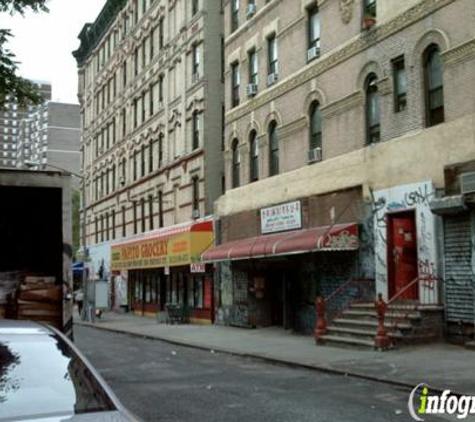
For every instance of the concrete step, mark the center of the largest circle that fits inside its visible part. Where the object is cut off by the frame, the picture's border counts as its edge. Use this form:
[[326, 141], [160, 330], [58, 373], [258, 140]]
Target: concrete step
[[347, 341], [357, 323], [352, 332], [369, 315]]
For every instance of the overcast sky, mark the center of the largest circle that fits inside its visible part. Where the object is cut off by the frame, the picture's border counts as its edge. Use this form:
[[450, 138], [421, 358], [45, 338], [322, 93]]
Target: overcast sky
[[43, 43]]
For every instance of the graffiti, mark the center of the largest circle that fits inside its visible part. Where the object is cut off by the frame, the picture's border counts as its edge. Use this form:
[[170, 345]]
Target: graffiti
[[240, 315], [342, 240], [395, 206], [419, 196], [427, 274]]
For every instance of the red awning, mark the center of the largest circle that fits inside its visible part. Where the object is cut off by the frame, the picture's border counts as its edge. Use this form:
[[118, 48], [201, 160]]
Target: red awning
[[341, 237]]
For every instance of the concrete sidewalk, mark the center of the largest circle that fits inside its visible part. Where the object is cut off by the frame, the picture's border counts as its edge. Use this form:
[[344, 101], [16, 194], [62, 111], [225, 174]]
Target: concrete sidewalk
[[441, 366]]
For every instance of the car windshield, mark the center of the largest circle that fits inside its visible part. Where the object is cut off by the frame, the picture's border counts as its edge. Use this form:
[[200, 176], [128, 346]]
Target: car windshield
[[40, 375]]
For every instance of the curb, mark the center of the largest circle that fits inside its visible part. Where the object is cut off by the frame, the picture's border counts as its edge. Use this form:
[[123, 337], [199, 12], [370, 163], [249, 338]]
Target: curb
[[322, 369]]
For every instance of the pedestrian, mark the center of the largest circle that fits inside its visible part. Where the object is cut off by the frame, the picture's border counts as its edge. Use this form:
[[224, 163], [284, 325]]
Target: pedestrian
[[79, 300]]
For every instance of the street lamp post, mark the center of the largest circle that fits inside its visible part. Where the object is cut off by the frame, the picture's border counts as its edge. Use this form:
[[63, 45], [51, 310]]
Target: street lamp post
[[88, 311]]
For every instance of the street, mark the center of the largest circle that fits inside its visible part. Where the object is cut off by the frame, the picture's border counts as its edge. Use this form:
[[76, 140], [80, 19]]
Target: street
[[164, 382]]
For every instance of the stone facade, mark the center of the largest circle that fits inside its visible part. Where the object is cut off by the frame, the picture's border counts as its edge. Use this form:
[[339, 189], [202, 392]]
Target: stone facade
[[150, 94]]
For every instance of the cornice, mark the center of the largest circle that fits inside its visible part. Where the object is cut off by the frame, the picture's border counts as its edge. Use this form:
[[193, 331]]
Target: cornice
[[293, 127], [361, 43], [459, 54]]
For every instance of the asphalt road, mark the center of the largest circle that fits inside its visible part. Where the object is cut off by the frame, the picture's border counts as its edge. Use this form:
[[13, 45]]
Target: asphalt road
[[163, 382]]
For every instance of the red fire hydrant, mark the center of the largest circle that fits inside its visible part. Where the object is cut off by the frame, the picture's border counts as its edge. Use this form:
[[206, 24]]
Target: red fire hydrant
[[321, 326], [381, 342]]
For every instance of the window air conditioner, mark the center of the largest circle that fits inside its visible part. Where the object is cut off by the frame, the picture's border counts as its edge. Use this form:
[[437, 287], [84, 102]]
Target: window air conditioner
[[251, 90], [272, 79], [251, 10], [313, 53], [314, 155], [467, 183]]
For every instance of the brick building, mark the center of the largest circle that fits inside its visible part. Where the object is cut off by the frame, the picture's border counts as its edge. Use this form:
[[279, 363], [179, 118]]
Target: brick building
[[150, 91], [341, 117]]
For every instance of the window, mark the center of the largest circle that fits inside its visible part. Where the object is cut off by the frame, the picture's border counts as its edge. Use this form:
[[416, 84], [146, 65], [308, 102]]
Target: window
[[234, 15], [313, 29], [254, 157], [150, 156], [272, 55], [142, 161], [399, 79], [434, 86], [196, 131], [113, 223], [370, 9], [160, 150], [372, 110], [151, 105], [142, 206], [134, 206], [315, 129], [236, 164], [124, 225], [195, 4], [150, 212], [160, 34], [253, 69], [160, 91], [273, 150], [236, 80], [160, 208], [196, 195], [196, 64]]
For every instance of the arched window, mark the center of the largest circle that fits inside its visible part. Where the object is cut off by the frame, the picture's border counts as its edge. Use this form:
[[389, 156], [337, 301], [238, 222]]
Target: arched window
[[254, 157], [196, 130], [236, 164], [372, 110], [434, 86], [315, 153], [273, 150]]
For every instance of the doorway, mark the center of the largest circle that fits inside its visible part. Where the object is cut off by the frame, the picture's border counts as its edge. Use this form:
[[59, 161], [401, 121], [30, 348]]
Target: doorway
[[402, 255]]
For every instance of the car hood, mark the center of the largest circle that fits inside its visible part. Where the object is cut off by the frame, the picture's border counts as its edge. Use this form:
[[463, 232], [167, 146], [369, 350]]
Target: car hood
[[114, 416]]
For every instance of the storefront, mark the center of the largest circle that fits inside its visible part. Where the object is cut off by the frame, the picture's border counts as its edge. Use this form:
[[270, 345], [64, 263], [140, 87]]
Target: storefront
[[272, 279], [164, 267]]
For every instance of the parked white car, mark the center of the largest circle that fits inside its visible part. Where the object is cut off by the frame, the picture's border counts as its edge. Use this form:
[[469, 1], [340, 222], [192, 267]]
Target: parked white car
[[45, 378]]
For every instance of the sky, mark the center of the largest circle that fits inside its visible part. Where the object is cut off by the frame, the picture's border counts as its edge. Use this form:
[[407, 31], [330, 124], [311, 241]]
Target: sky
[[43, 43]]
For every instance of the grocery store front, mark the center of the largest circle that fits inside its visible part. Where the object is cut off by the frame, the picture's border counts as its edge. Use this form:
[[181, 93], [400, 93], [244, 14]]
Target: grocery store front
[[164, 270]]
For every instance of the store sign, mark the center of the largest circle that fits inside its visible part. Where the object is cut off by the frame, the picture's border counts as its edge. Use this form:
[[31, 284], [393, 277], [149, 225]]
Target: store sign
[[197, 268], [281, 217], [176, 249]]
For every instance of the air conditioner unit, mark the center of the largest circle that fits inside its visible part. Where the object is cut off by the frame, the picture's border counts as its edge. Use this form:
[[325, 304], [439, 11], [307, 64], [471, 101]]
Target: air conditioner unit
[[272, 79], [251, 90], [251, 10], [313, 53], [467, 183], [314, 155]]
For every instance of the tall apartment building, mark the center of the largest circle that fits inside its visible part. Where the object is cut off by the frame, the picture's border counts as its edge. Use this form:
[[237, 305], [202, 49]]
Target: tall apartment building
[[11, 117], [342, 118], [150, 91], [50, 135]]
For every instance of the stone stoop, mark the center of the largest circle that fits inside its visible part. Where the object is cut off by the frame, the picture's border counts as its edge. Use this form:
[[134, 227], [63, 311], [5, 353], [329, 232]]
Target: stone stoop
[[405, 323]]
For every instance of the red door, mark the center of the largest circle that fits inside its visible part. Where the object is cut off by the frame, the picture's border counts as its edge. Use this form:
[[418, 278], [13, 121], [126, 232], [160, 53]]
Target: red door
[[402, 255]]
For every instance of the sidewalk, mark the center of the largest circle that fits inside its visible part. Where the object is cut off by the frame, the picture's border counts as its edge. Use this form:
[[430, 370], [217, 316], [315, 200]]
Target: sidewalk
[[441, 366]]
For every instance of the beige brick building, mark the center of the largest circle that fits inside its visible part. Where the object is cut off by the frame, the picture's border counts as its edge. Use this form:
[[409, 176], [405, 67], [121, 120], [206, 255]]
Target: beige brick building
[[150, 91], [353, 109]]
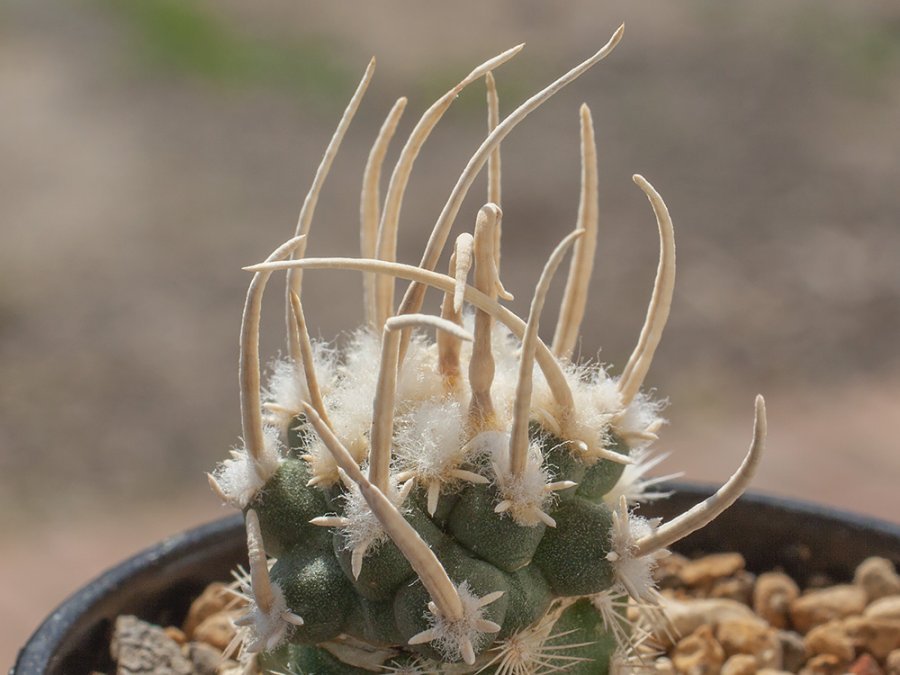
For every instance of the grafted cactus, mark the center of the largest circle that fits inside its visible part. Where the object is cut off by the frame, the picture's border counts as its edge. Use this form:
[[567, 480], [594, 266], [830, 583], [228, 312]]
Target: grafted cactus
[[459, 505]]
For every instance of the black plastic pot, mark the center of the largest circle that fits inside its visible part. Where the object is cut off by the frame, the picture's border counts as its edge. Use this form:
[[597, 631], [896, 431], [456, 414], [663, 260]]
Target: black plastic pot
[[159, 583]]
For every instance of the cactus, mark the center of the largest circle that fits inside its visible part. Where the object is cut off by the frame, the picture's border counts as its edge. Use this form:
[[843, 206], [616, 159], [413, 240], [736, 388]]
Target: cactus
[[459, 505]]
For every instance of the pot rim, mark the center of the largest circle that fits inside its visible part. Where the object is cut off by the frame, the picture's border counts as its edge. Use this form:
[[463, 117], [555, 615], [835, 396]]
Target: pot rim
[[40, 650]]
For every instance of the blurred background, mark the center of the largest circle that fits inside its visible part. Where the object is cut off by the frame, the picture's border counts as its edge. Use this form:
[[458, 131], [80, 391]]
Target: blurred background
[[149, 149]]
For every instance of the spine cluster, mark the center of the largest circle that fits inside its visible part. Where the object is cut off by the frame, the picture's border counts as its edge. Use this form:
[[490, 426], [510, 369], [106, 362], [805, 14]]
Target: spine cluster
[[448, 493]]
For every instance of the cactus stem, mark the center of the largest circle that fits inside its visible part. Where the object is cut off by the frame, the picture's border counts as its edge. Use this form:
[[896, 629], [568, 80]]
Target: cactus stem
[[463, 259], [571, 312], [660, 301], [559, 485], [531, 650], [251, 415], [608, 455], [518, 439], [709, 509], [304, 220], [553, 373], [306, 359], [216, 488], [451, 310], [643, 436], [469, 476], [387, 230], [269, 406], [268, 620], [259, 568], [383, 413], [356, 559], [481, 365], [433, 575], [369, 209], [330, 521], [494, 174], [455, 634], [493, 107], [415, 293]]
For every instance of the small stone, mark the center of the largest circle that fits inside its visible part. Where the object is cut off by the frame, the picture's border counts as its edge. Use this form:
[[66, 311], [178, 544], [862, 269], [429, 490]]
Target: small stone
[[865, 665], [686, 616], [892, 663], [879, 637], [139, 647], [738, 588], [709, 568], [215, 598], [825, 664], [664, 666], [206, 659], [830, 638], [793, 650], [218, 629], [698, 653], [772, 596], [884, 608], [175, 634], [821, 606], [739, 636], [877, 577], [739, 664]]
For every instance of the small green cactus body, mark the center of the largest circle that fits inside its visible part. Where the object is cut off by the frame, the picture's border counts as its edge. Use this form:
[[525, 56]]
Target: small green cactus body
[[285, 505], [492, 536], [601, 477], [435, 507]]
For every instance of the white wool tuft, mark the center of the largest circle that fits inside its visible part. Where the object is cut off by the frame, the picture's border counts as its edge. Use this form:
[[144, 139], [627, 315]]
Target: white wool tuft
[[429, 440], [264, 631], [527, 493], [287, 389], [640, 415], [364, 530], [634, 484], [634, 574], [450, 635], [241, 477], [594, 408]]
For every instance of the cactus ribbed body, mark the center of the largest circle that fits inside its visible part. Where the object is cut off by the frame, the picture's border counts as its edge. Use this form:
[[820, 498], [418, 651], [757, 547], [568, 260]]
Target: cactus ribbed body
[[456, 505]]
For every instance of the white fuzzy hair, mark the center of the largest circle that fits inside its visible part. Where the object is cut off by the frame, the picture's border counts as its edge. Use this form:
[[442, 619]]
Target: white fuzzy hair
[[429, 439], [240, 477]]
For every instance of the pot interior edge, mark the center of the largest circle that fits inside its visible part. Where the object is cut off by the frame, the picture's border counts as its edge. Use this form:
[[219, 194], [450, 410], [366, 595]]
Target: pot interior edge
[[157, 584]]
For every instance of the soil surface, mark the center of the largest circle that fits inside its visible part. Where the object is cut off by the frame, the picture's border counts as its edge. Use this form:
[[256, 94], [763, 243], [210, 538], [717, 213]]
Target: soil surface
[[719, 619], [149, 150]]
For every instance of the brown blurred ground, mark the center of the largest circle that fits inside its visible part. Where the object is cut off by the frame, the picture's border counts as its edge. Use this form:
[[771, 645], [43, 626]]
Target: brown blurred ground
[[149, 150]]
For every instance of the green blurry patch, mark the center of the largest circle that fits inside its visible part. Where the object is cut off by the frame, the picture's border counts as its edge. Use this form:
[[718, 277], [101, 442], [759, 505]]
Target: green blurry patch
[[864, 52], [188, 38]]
-------
What the exercise asks: Format the lines from the one containing "For every instance of the concrete sidewalk, mark" to the one containing "[[344, 101], [16, 194], [62, 111], [225, 174]]", both included, as a numbered list and leave out any blank lines.

Result of this task:
1. For every instance of the concrete sidewalk, mark the center of the largest circle that fits inside its visible part. Where the object is cut off by the frame, the picture's border counts as its edge. Use this form:
2. [[344, 101], [16, 194], [62, 111], [225, 174]]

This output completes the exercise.